(Task details)
What follows is a set of records. Repeat them word for word.

(Dataset records)

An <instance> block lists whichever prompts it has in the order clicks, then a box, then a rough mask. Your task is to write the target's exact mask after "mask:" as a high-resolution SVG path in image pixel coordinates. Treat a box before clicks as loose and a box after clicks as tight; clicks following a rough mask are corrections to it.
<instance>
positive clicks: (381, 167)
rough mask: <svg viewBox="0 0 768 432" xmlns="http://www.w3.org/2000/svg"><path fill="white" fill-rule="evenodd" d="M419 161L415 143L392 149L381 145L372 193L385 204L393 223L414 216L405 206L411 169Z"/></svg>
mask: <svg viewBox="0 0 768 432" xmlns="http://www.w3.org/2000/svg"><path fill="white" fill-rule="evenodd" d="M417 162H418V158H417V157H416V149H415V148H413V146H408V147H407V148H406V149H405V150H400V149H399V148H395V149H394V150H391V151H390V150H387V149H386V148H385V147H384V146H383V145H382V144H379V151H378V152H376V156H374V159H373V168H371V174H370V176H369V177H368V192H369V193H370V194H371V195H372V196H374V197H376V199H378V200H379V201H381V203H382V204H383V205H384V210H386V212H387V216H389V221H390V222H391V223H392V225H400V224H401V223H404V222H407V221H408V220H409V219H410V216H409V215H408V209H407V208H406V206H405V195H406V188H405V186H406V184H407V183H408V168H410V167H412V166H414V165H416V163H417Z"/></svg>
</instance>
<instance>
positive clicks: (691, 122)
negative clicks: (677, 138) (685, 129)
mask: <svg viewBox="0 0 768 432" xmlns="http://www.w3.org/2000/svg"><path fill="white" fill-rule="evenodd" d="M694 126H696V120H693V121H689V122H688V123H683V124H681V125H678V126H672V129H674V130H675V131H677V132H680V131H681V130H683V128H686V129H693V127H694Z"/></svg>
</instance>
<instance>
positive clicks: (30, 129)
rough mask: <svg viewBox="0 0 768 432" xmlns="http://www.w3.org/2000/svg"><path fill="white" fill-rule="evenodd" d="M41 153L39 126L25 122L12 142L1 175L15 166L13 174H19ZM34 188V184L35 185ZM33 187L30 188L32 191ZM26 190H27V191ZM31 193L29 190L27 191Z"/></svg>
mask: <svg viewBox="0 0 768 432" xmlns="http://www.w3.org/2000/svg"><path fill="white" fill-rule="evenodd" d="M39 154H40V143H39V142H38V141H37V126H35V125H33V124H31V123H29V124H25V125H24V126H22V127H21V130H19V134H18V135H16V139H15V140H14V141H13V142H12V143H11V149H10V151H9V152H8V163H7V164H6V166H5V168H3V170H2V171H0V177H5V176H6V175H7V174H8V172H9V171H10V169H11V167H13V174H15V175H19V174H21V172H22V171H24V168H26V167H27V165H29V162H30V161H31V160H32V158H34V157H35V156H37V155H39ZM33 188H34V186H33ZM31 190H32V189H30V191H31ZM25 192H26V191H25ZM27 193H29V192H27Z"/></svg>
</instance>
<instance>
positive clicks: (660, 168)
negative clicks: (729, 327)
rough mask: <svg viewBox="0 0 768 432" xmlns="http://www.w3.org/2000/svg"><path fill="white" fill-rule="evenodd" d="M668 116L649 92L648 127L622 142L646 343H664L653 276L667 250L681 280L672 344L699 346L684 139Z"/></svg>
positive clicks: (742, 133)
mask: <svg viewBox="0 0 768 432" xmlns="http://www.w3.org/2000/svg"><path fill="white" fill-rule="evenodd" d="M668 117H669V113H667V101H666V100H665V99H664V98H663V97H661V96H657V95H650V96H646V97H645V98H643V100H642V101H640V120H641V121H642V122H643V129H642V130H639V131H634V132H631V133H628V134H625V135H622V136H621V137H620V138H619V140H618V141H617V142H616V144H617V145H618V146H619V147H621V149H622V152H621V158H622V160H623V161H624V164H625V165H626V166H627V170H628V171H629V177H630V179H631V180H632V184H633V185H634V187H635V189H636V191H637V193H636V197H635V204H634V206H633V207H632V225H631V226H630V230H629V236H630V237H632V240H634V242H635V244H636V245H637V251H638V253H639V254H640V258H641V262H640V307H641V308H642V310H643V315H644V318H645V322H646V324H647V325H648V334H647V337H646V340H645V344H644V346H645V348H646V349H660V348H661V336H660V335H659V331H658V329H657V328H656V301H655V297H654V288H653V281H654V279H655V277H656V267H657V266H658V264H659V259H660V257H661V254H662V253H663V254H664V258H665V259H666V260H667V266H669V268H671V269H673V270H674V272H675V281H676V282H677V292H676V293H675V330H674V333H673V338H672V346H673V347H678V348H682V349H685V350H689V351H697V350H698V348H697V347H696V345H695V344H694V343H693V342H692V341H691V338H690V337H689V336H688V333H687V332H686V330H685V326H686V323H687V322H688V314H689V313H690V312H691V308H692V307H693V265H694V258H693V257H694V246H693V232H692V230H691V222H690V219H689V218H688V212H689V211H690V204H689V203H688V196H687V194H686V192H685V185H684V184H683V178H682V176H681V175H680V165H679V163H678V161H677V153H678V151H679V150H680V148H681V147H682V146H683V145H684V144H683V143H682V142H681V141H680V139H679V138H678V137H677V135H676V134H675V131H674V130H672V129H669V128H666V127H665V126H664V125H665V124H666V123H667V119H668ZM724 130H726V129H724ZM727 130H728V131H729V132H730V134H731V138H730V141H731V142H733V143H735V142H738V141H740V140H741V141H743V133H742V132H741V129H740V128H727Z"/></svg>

(The answer)
An <instance> block lists whichever prompts it has in the order clicks, then a box, then a rough mask. Your task is to write the target's exact mask after "mask:" as a high-resolution SVG path in image pixel coordinates. Treat a box before clicks as loose and a box after clicks as tight; clicks following a rough mask are corrections to it.
<instance>
positive clicks: (381, 167)
rough mask: <svg viewBox="0 0 768 432" xmlns="http://www.w3.org/2000/svg"><path fill="white" fill-rule="evenodd" d="M419 161L415 143L392 149L381 145L372 193L385 204L393 223L414 216L405 206L411 169Z"/></svg>
mask: <svg viewBox="0 0 768 432" xmlns="http://www.w3.org/2000/svg"><path fill="white" fill-rule="evenodd" d="M417 162H418V158H417V157H416V149H415V148H413V146H408V147H407V148H406V149H405V150H400V149H399V148H395V149H394V150H391V151H390V150H387V149H386V148H385V147H384V146H383V145H382V144H379V151H378V152H376V156H374V159H373V168H371V174H370V176H369V177H368V192H369V193H370V194H371V195H372V196H374V197H376V199H378V200H379V201H381V203H382V204H383V205H384V210H386V212H387V216H389V221H390V222H391V223H392V225H400V224H401V223H404V222H407V221H408V220H409V219H410V216H409V215H408V209H407V208H406V206H405V195H406V188H405V186H406V184H407V183H408V168H410V167H412V166H414V165H416V163H417Z"/></svg>
</instance>
<instance>
positive clicks: (691, 122)
negative clicks: (677, 138) (685, 129)
mask: <svg viewBox="0 0 768 432" xmlns="http://www.w3.org/2000/svg"><path fill="white" fill-rule="evenodd" d="M694 126H696V120H693V121H689V122H688V123H683V124H681V125H678V126H672V129H674V130H675V131H677V132H680V131H681V130H683V128H686V129H693V127H694Z"/></svg>
</instance>
<instance>
positive clicks: (30, 129)
rough mask: <svg viewBox="0 0 768 432" xmlns="http://www.w3.org/2000/svg"><path fill="white" fill-rule="evenodd" d="M41 153L39 126L25 122L12 142L1 175L15 166L13 174H19ZM34 188V184L35 185ZM33 187L30 188L32 191ZM26 190H27V191ZM31 193L29 190L27 191Z"/></svg>
mask: <svg viewBox="0 0 768 432" xmlns="http://www.w3.org/2000/svg"><path fill="white" fill-rule="evenodd" d="M39 154H40V143H39V142H38V141H37V126H35V125H33V124H31V123H29V124H25V125H24V126H22V127H21V130H19V134H18V135H16V139H15V140H14V141H13V142H12V143H11V149H10V151H9V152H8V163H7V164H6V166H5V168H3V170H2V171H0V177H5V176H6V175H7V174H8V172H9V171H10V169H11V167H13V174H15V175H19V174H21V172H22V171H24V168H26V167H27V165H29V162H30V161H31V160H32V158H34V157H35V156H37V155H39ZM33 188H34V186H33ZM31 190H32V189H30V191H31ZM25 192H26V191H25ZM27 193H29V192H27Z"/></svg>
</instance>
<instance>
positive clicks: (660, 168)
negative clicks: (729, 327)
rough mask: <svg viewBox="0 0 768 432" xmlns="http://www.w3.org/2000/svg"><path fill="white" fill-rule="evenodd" d="M668 116L649 92L648 127L622 142L646 343H664L653 276L667 250L681 280L672 344L699 346L684 139Z"/></svg>
positive clicks: (742, 133)
mask: <svg viewBox="0 0 768 432" xmlns="http://www.w3.org/2000/svg"><path fill="white" fill-rule="evenodd" d="M668 117H669V113H667V101H666V100H665V99H664V98H663V97H661V96H657V95H650V96H646V97H645V98H643V100H642V101H640V120H641V121H642V122H643V129H642V130H639V131H634V132H631V133H628V134H625V135H622V136H621V137H620V138H619V140H618V141H617V142H616V144H617V145H618V146H619V147H621V149H622V152H621V158H622V160H623V161H624V164H625V165H626V166H627V170H628V171H629V177H630V179H631V180H632V184H633V185H634V187H635V189H636V191H637V193H636V197H635V204H634V206H633V207H632V225H631V226H630V230H629V236H630V237H632V240H634V242H635V244H636V245H637V251H638V253H639V254H640V258H641V262H640V307H641V308H642V310H643V315H644V318H645V322H646V324H647V325H648V334H647V337H646V340H645V344H644V346H645V348H646V349H660V348H661V336H660V335H659V331H658V329H657V328H656V301H655V297H654V288H653V281H654V279H655V277H656V267H657V266H658V264H659V259H660V257H661V254H662V253H663V254H664V258H665V259H666V260H667V266H669V268H671V269H673V270H674V272H675V281H676V282H677V292H676V293H675V330H674V333H673V338H672V346H673V347H678V348H682V349H685V350H689V351H697V350H698V348H697V347H696V345H695V344H694V343H693V342H692V341H691V338H690V337H689V336H688V333H687V332H686V330H685V326H686V323H687V322H688V314H689V313H690V312H691V308H692V307H693V265H694V258H693V257H694V246H693V232H692V230H691V222H690V219H689V218H688V212H689V211H690V204H689V203H688V196H687V194H686V192H685V185H684V184H683V178H682V176H681V175H680V165H679V163H678V161H677V153H678V151H679V150H680V148H681V147H682V146H683V145H684V144H683V143H682V142H681V141H680V139H679V138H678V137H677V135H676V134H675V131H674V130H672V129H669V128H666V127H665V126H664V125H665V124H666V123H667V119H668ZM724 130H726V129H724ZM727 130H728V131H729V132H730V134H731V138H730V141H731V142H733V143H735V142H738V141H740V140H741V141H743V133H742V132H741V129H740V128H727Z"/></svg>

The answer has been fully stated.